* [Assigned task]:
Only lines with the word "pickup" belong in the answer; copy them from the records below.

***** Dataset extract *****

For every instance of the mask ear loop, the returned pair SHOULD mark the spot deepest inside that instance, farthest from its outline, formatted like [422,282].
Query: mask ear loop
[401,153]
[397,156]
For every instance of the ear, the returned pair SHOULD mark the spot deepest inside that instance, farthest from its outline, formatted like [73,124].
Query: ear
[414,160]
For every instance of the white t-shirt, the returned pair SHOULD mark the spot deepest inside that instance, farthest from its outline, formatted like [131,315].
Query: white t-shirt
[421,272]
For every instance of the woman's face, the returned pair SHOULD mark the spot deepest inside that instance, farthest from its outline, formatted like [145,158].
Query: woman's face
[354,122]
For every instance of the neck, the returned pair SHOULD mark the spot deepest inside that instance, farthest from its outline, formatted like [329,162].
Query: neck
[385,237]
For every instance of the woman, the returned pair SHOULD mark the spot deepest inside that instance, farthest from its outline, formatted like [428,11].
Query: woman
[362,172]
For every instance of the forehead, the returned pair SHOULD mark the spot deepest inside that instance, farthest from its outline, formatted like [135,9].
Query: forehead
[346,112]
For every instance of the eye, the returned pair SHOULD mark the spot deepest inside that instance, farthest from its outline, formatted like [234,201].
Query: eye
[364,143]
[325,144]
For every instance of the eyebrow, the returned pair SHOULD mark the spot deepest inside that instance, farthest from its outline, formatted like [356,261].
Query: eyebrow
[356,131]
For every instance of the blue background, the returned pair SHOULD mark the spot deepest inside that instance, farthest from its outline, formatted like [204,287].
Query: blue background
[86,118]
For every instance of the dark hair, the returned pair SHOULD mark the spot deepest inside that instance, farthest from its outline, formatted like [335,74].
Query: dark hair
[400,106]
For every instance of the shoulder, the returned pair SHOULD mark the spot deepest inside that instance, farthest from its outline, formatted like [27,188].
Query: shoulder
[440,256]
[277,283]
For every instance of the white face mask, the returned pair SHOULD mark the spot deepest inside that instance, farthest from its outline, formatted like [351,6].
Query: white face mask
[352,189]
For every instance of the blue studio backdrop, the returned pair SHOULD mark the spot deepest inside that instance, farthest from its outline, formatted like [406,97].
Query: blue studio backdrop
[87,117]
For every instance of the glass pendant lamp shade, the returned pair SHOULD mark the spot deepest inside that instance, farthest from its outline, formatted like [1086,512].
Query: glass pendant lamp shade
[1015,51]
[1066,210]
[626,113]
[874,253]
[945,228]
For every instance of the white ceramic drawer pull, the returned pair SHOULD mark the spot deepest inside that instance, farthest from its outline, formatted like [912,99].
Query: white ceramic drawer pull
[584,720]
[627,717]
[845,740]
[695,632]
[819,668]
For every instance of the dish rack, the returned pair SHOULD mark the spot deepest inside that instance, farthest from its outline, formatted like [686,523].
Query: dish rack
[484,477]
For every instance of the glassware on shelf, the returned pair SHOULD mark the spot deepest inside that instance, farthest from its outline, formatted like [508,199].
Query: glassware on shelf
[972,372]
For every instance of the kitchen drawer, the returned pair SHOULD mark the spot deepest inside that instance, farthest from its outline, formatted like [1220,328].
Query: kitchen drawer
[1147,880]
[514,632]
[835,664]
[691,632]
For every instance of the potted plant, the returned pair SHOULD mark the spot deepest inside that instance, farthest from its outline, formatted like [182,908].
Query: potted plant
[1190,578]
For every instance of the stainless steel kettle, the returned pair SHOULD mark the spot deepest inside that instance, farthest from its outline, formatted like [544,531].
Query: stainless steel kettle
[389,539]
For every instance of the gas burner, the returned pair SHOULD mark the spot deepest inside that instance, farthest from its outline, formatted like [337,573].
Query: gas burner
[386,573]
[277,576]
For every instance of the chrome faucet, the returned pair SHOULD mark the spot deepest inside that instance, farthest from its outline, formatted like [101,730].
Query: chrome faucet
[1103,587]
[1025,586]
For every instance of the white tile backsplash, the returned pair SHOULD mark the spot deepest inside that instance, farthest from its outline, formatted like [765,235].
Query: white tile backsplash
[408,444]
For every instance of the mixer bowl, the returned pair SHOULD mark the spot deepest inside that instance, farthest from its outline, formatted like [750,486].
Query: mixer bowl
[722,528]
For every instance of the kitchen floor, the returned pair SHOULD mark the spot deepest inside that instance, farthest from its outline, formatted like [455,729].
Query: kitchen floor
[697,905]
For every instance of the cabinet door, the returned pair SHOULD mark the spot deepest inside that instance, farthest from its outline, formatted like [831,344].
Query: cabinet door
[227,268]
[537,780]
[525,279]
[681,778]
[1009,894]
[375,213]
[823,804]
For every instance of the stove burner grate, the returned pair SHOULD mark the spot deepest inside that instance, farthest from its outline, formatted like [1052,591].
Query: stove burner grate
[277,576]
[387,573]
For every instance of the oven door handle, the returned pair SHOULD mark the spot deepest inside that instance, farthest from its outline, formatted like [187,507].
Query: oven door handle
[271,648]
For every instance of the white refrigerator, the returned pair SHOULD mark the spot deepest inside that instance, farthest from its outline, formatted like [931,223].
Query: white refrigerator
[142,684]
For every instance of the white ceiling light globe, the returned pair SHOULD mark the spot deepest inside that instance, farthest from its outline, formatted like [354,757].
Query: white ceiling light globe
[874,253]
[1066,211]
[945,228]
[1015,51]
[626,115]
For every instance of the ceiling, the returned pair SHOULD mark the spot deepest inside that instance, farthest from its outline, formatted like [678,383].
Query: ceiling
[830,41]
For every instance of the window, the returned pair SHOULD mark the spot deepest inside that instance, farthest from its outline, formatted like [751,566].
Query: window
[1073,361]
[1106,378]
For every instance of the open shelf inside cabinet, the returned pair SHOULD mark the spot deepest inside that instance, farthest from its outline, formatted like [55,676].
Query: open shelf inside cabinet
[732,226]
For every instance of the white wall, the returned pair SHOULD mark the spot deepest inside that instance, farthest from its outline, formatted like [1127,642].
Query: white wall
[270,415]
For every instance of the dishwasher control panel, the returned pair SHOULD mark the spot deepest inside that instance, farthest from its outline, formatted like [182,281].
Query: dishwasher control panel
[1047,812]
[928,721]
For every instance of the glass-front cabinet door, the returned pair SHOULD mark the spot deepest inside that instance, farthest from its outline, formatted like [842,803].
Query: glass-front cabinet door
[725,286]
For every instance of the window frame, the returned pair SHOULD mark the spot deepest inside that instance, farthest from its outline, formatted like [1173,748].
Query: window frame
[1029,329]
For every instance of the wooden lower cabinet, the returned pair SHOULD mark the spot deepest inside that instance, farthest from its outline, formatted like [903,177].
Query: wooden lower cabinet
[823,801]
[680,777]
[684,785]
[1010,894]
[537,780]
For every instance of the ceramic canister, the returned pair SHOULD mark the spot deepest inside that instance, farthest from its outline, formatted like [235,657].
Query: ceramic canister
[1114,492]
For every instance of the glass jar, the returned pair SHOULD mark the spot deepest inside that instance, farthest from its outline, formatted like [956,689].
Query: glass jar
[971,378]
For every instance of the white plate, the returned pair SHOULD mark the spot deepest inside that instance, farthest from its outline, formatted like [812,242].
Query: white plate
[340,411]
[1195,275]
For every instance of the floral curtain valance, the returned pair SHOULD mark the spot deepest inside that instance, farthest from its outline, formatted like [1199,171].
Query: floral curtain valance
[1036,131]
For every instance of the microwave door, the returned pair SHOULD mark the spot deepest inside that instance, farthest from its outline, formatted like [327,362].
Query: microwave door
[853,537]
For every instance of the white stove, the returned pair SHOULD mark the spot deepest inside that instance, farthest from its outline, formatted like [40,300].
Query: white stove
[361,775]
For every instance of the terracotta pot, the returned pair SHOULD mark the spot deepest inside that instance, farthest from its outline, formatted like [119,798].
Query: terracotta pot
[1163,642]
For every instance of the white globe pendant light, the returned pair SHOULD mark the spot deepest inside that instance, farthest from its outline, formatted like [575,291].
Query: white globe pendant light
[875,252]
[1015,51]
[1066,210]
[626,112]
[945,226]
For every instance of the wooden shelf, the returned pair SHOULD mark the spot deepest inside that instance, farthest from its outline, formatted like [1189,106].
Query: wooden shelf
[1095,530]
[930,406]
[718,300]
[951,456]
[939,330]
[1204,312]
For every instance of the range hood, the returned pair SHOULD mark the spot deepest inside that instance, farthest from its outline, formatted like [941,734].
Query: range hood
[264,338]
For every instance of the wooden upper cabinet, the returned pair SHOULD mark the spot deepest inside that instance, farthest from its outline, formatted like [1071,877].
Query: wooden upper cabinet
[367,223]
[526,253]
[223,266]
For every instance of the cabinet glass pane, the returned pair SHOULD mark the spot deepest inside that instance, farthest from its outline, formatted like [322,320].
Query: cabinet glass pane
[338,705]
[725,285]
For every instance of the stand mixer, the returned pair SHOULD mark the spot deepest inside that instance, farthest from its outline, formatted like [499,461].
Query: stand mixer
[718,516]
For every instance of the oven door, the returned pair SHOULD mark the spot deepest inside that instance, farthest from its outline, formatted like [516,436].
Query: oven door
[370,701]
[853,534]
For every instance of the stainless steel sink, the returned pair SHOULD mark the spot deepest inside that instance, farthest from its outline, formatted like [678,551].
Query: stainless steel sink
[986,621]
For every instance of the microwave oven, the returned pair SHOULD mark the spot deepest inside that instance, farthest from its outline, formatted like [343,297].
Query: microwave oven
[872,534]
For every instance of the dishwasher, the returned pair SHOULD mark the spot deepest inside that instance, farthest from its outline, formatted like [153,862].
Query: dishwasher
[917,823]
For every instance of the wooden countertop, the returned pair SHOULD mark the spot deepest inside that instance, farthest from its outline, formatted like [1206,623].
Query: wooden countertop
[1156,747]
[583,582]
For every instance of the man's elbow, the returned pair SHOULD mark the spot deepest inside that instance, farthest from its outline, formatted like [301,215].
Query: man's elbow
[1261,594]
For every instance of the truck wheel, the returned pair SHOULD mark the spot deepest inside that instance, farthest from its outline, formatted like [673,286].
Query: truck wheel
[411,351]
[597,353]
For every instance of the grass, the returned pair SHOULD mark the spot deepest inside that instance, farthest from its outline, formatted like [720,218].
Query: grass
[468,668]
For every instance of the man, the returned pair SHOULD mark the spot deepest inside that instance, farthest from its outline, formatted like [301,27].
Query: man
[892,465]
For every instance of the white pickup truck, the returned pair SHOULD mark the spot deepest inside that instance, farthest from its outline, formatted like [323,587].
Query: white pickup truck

*****

* [Answer section]:
For every instance of the white pickup truck, the returned pair SHOULD mark the spot deepest inside that instance, farthest from its outline, formatted like [323,587].
Query: white pickup truck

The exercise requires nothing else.